Point labeling records
"""

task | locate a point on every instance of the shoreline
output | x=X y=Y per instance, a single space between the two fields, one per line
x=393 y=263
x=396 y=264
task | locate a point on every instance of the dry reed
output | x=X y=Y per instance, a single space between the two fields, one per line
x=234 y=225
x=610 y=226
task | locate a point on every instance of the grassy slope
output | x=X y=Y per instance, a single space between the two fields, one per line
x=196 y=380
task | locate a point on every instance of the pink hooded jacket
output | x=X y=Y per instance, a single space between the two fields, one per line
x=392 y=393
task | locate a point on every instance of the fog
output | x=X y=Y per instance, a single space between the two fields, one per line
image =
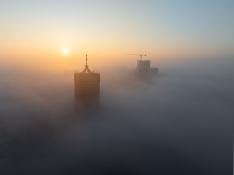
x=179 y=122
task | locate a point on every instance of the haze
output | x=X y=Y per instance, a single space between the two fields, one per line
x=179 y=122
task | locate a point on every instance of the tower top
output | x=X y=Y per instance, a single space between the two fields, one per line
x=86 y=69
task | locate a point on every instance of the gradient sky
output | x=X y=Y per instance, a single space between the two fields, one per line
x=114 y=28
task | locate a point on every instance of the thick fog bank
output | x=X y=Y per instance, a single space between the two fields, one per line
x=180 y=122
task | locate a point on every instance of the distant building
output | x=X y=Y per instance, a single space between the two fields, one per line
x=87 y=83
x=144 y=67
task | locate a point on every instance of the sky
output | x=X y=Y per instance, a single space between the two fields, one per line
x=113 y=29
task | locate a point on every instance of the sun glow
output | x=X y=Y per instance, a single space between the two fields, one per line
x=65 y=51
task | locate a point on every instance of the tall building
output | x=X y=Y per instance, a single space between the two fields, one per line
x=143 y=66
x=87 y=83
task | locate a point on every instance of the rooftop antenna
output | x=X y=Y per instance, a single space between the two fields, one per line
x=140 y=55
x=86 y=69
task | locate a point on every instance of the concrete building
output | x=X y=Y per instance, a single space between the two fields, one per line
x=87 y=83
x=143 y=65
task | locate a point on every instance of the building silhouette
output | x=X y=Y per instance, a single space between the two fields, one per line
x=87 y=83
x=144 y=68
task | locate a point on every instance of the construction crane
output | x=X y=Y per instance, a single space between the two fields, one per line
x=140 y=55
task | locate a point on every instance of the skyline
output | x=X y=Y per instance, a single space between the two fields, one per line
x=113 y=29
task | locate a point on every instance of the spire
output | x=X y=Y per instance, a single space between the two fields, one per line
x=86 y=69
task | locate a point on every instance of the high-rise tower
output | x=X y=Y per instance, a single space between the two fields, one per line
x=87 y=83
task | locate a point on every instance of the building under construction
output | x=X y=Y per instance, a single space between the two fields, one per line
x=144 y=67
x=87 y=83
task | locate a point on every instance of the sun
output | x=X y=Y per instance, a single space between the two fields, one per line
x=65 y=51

"""

» Directive:
Can you copy all the records above line for line, with the pictures left out?

» Answer to this problem:
task | locate a point on every instance of the shoreline
output | x=X y=Y per instance, a single space between the two fields, one per line
x=393 y=263
x=396 y=264
task | locate a point on every instance of the dry reed
output | x=X y=Y per instance, a single space between the two fields, one per line
x=234 y=225
x=610 y=226
task | locate a point on every instance of the grassy slope
output | x=X y=Y per instance, a single space between the two fields, one per line
x=196 y=380
task | locate a point on every instance of the pink hooded jacket
output | x=X y=Y per instance, a single space between the two fields, one per line
x=392 y=393
task | locate a point on every instance of the fog
output | x=X y=Y per instance, a single space between the two fields, one per line
image =
x=179 y=122
task | locate a point on every instance of the haze
output | x=X y=Y per instance, a single space between the two fields, one per line
x=179 y=122
task | locate a point on every instance of the tower top
output | x=X y=Y per instance, a single space between the two fields, one per line
x=86 y=69
task | locate a point on every instance of the gradient sky
output | x=X y=Y per instance, a single space between the two fields, one per line
x=114 y=28
task | locate a point on every instance of the thick fog bank
output | x=X y=Y per instance, a single space between the two fields, one per line
x=180 y=122
task | locate a point on every instance of the distant building
output | x=X y=Y per instance, a single space between the two fields, one per line
x=87 y=83
x=144 y=67
task | locate a point on every instance of the sky
output | x=X y=Y per instance, a single space between the two fields, one per line
x=113 y=29
task | locate a point on every instance of the sun glow
output | x=X y=Y per instance, a single space between the two fields, one per line
x=65 y=51
task | locate a point on every instance of the tall building
output | x=X y=Y per instance, a single space between the two fields, one per line
x=143 y=66
x=87 y=83
task | locate a point on every instance of the rooftop antenna
output | x=X y=Y per instance, a single space between the two fields, one per line
x=140 y=55
x=86 y=69
task | locate a point on every instance of the concrete building
output | x=X y=Y per instance, a single space between the two fields, one per line
x=87 y=83
x=143 y=65
task | locate a point on every instance of the building silhouette
output | x=X y=Y per instance, a single space between the two fields, one per line
x=87 y=83
x=144 y=68
task | locate a point on every instance of the construction crane
output | x=X y=Y per instance, a single space between the two fields, one per line
x=140 y=55
task | locate a point on every instance of the skyline
output | x=X y=Y per instance, a single space between the two fields, one per line
x=113 y=29
task | locate a point on every instance of the spire
output | x=X y=Y per instance, a single space between the two fields, one per line
x=86 y=69
task | locate a point on every instance of the high-rise tower
output | x=X y=Y per instance, a single space between the two fields, one per line
x=87 y=83
task | locate a point on every instance of the building under construction
output | x=X y=Y per instance, a single space between the two fields, one per line
x=144 y=67
x=87 y=83
task | locate a point on every instance of the sun
output | x=X y=Y per instance, a single space between the two fields, one per line
x=65 y=51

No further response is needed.